■ What the task asks: Each line below should be quoted exactly, please.

## START Task inputs

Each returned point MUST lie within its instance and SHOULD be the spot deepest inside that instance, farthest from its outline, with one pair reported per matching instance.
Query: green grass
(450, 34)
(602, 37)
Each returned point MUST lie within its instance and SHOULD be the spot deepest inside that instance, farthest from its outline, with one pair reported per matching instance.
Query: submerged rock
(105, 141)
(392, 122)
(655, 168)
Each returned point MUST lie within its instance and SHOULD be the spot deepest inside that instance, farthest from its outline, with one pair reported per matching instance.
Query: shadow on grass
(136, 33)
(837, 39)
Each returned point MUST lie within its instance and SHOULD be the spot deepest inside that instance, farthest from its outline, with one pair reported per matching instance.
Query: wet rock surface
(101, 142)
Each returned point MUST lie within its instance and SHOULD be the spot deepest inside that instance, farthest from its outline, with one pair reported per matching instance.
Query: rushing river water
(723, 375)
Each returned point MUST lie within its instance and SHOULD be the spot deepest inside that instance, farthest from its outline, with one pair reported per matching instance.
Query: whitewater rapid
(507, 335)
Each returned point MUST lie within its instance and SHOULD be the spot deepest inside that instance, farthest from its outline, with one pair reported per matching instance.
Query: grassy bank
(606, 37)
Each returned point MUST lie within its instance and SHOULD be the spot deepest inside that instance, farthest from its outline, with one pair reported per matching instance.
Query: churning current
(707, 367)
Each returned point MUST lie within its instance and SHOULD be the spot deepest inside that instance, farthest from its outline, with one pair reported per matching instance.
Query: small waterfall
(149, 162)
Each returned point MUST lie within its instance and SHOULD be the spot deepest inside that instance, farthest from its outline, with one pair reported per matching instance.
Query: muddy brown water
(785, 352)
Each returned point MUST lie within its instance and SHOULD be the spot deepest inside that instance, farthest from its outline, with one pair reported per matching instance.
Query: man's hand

## END Task inputs

■ Finished exercise:
Each returned point MUST lie within its instance and SHOULD be the spot deepest inside that instance, farthest from its outline, with one pair reported per matching instance.
Query: green grass
(450, 34)
(602, 37)
Each returned point MUST lie within its instance and SHOULD be the spot deepest inside that instance, farthest from its outline, with one pair reported per matching instance.
Query: submerged rock
(105, 141)
(392, 122)
(655, 168)
Each returned point MUST lie within its instance and SHOULD be the spot deepest inside that instance, farthest from its outline, with one pair reported per matching instance.
Query: shadow on grass
(136, 33)
(837, 39)
Each returned point MUST lie within its instance and SHOULD be the spot deepest inside that instance, farthest from its outline, with one pair reported per matching instance.
Query: wet rock surface
(101, 142)
Each returned point MUST lie within its instance and SHOULD be the spot deepest inside that instance, farthest from its outline, with one pair reported per matching instance.
Query: rushing river water
(723, 375)
Each returned point MUST lie within its instance and SHOULD be the spot deepest inside that instance, farthest from its outline, with one pair reported per matching instance.
Query: whitewater rapid
(507, 335)
Each returned point MUST lie within its instance and SHOULD be the spot deepest inside that instance, farthest from its outline, with one pair reported per matching instance.
Query: grassy bank
(606, 37)
Each returned point MUST lie within its instance and SHOULD be the spot deepest inside that instance, farthest from its outline, with one pair reported per matching instance.
Query: churning current
(707, 367)
Each returned point MUST lie within its instance and SHOULD be the spot deepest inside that instance, farthest from its outline, with one pair reported per matching instance.
Query: small waterfall
(149, 162)
Each returned point MUST lie within its instance and SHOULD be the spot deepest inside that instance, farthest from its outline, with one pair reported per matching instance.
Query: muddy brown water
(785, 352)
Each returned point MUST lie within its instance and SHOULD be the spot deepest inside that instance, farthest from its outline, with one pair reported per matching instance.
Query: man's hand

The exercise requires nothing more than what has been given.